Could you add 4 to every x and y coordinate in the entries from "Note: spot the red stripe on sock" through "<point>59,367</point>", both ends included, and write out every line of that stretch again with only those coordinates changed?
★ ★ ★ ★ ★ ★ ★
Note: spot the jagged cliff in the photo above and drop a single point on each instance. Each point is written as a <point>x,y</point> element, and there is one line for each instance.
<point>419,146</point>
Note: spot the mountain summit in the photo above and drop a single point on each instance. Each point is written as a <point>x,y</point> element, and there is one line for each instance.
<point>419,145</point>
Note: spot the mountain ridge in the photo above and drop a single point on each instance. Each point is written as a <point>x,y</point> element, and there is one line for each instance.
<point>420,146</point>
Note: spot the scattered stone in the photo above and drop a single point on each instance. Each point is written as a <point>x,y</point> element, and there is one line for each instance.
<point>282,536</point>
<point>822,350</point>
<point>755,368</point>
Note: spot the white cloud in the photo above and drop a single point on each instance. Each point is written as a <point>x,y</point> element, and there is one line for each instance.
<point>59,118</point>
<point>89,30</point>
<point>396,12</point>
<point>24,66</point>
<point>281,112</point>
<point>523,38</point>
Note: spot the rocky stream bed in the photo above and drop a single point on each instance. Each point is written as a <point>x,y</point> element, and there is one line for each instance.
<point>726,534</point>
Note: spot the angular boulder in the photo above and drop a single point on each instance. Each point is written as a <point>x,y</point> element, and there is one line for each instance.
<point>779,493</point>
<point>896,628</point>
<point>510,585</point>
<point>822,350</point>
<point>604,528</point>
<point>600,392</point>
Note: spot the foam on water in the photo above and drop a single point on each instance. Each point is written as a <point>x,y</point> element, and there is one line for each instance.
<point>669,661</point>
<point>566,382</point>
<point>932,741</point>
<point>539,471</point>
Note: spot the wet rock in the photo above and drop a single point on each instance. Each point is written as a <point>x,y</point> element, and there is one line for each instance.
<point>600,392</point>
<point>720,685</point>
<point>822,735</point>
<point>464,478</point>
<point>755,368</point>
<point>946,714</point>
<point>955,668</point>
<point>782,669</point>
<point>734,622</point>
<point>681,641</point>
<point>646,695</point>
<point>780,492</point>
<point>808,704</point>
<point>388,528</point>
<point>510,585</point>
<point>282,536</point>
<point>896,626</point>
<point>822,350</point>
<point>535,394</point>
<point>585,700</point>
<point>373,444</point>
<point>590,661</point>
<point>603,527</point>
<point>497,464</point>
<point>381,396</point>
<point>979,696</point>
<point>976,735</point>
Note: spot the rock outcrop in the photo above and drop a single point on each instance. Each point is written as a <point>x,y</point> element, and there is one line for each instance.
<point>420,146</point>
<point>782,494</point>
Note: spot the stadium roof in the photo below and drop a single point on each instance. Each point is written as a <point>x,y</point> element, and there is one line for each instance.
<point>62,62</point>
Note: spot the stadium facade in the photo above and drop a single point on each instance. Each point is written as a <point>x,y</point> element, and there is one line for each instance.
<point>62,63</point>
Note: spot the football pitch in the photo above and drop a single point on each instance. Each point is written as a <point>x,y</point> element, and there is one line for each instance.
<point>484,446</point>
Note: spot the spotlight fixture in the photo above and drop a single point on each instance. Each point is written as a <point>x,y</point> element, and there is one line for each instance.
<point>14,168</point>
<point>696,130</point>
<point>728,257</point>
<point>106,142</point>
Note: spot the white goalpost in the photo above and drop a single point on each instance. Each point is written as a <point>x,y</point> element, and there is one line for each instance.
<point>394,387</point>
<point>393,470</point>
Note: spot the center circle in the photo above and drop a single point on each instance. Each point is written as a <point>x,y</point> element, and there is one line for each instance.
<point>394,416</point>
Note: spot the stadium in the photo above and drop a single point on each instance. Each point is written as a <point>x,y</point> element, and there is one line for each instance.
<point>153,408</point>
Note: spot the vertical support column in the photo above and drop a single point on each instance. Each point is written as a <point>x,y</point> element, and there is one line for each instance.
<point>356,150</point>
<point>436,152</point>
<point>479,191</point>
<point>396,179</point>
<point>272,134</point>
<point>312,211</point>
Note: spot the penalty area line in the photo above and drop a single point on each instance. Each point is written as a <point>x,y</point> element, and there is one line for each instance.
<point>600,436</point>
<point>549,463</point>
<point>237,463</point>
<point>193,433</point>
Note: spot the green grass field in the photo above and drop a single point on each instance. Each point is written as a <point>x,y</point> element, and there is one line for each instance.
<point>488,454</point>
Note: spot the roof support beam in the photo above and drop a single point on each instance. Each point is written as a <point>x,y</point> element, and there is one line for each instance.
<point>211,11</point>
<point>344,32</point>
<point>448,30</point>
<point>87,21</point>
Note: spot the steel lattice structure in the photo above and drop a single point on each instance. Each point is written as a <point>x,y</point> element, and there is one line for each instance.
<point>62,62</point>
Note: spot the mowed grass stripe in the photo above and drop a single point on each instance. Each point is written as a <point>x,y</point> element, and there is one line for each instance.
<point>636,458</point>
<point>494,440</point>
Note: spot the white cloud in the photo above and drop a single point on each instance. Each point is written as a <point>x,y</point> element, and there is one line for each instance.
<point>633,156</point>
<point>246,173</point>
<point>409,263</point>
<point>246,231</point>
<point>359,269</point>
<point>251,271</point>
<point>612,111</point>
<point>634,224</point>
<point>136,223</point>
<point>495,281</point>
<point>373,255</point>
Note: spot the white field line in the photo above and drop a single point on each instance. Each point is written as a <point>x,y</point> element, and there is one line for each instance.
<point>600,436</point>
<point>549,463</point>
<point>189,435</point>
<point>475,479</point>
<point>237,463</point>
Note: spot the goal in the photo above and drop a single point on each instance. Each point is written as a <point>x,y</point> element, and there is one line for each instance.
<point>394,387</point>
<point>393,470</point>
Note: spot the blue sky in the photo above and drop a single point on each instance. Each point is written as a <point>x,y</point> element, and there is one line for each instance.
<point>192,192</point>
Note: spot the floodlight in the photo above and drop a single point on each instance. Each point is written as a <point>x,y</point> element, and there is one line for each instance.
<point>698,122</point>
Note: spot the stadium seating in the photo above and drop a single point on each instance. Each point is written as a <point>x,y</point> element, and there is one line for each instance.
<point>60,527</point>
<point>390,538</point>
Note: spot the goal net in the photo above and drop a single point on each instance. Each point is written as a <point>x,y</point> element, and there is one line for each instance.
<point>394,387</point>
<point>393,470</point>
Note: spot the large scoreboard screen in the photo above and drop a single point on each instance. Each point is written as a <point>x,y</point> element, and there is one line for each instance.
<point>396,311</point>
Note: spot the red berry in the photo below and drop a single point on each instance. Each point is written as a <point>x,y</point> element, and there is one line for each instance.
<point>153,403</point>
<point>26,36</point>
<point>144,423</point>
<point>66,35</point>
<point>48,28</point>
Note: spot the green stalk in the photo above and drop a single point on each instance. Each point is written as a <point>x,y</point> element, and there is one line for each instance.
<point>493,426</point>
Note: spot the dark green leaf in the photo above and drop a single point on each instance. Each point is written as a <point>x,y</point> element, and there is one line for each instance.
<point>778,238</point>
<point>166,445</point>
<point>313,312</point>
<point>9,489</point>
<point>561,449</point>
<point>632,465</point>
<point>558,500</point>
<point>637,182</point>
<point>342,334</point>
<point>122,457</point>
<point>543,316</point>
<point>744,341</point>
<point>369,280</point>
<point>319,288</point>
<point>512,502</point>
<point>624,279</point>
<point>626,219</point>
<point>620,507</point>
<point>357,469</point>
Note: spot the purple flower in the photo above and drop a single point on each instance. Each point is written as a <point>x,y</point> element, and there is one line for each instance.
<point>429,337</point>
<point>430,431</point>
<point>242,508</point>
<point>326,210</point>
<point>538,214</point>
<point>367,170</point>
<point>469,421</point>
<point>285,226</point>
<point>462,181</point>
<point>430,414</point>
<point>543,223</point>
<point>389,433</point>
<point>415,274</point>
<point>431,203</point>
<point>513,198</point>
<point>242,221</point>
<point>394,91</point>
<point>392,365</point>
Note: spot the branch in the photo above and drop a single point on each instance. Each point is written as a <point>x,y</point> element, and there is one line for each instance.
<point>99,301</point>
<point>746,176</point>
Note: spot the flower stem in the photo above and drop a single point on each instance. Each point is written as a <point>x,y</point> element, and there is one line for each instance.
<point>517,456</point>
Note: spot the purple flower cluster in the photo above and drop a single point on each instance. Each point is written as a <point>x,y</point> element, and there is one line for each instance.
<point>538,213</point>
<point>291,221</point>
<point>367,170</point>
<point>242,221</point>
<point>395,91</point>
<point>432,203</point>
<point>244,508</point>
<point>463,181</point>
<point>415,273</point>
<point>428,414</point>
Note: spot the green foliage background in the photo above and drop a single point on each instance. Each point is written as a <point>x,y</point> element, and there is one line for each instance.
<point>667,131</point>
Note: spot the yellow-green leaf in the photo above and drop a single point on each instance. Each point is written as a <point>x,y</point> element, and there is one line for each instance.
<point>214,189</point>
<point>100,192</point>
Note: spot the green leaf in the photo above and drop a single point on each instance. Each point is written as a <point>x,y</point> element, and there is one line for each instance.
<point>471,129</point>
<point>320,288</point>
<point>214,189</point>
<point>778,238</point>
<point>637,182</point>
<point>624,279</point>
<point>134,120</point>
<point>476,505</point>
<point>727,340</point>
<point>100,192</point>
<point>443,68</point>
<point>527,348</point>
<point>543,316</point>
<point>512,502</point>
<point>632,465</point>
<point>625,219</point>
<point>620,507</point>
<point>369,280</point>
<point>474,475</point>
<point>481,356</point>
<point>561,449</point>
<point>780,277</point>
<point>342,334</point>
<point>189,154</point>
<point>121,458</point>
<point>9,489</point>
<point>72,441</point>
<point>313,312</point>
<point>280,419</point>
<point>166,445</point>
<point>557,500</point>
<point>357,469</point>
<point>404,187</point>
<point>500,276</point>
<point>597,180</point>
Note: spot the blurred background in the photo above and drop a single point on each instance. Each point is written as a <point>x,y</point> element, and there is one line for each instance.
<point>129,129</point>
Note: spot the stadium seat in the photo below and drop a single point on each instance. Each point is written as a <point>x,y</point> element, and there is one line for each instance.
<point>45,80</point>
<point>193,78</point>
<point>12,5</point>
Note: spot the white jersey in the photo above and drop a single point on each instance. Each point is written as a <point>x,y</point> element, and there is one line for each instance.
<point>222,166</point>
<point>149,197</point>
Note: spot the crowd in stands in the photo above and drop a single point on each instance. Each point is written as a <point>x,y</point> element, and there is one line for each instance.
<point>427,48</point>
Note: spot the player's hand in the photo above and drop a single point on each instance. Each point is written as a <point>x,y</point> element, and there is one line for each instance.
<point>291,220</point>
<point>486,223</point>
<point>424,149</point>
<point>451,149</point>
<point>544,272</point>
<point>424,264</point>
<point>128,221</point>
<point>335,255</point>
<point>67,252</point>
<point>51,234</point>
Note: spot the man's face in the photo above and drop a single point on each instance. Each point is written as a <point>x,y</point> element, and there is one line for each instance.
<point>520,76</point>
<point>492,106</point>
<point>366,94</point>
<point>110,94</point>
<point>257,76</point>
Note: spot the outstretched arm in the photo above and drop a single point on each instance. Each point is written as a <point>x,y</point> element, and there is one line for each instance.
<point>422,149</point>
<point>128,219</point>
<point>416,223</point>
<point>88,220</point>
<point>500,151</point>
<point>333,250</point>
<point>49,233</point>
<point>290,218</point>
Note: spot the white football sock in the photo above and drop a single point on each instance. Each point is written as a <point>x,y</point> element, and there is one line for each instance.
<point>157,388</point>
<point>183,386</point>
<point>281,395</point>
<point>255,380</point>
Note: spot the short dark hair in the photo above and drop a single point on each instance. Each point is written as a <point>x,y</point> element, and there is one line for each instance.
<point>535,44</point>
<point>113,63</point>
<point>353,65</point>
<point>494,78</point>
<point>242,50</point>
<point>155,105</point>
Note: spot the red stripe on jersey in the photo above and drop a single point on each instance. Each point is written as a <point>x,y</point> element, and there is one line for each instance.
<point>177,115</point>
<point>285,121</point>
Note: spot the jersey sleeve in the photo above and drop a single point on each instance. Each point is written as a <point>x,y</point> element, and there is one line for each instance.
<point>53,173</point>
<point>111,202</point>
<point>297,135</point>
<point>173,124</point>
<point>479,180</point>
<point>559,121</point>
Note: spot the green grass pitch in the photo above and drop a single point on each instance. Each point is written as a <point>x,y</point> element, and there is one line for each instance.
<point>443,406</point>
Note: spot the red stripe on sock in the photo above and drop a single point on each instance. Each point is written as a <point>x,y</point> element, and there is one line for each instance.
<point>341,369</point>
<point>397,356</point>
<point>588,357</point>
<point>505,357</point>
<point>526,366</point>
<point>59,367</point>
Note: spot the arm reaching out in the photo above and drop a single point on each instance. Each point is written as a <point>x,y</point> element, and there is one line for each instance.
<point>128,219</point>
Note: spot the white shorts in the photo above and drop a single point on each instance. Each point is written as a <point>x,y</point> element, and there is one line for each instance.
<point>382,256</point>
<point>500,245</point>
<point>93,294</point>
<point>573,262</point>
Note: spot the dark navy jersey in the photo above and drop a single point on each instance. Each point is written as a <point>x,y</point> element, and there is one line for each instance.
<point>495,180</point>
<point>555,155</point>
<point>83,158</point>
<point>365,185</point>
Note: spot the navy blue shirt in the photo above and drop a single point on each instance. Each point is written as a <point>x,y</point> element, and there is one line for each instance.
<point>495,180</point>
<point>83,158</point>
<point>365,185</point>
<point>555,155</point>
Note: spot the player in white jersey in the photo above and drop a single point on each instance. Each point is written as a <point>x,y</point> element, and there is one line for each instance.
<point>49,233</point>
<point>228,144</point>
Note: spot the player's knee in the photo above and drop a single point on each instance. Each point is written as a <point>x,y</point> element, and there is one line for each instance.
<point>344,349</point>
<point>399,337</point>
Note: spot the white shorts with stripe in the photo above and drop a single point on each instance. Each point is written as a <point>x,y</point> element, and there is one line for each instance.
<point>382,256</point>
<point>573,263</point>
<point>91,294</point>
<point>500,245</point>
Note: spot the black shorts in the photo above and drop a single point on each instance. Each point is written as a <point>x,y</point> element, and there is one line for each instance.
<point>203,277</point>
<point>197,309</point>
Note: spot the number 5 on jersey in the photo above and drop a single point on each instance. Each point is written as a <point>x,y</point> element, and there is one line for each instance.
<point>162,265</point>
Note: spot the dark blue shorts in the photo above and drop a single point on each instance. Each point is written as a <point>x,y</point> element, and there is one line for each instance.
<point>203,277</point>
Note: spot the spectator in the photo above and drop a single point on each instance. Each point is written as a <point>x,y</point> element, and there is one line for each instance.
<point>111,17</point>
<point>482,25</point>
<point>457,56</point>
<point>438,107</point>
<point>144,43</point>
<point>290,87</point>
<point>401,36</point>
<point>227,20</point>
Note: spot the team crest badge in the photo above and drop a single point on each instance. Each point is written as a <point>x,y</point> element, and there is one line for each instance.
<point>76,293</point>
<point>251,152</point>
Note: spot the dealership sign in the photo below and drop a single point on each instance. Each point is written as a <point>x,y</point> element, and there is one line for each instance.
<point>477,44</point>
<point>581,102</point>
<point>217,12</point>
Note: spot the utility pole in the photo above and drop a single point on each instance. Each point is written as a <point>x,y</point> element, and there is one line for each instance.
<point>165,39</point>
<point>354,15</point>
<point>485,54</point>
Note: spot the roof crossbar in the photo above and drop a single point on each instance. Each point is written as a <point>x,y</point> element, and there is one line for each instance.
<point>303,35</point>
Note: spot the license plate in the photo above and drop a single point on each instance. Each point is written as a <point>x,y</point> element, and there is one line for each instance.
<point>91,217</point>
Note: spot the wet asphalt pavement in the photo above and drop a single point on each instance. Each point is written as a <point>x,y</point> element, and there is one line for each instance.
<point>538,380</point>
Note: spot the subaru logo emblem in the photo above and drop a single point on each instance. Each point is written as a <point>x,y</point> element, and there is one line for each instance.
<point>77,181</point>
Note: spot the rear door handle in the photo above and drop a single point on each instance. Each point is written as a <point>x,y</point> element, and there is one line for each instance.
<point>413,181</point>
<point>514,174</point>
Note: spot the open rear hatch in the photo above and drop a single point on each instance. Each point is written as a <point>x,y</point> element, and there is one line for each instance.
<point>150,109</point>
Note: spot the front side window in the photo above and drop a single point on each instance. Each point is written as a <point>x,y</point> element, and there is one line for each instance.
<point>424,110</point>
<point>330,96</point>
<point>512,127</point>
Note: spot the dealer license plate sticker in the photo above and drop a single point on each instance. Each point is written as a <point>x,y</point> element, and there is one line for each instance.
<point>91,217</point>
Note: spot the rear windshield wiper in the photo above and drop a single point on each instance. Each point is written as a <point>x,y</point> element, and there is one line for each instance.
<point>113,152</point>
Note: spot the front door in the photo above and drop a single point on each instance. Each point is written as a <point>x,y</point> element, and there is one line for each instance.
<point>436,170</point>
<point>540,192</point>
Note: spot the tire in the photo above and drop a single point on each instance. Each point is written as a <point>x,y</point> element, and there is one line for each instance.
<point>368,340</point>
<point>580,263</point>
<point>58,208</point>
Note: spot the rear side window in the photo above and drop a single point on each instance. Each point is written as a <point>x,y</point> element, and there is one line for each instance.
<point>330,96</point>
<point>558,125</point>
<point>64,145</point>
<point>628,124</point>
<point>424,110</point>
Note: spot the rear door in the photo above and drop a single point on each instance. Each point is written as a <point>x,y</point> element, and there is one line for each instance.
★ ★ ★ ★ ★ ★ ★
**Result of the exercise:**
Note: spot the red stripe on sock in the photo above and drop a single point on each instance. Each point is written as a <point>x,y</point> element, and there is one line for each instance.
<point>345,373</point>
<point>401,360</point>
<point>592,361</point>
<point>509,361</point>
<point>530,370</point>
<point>63,371</point>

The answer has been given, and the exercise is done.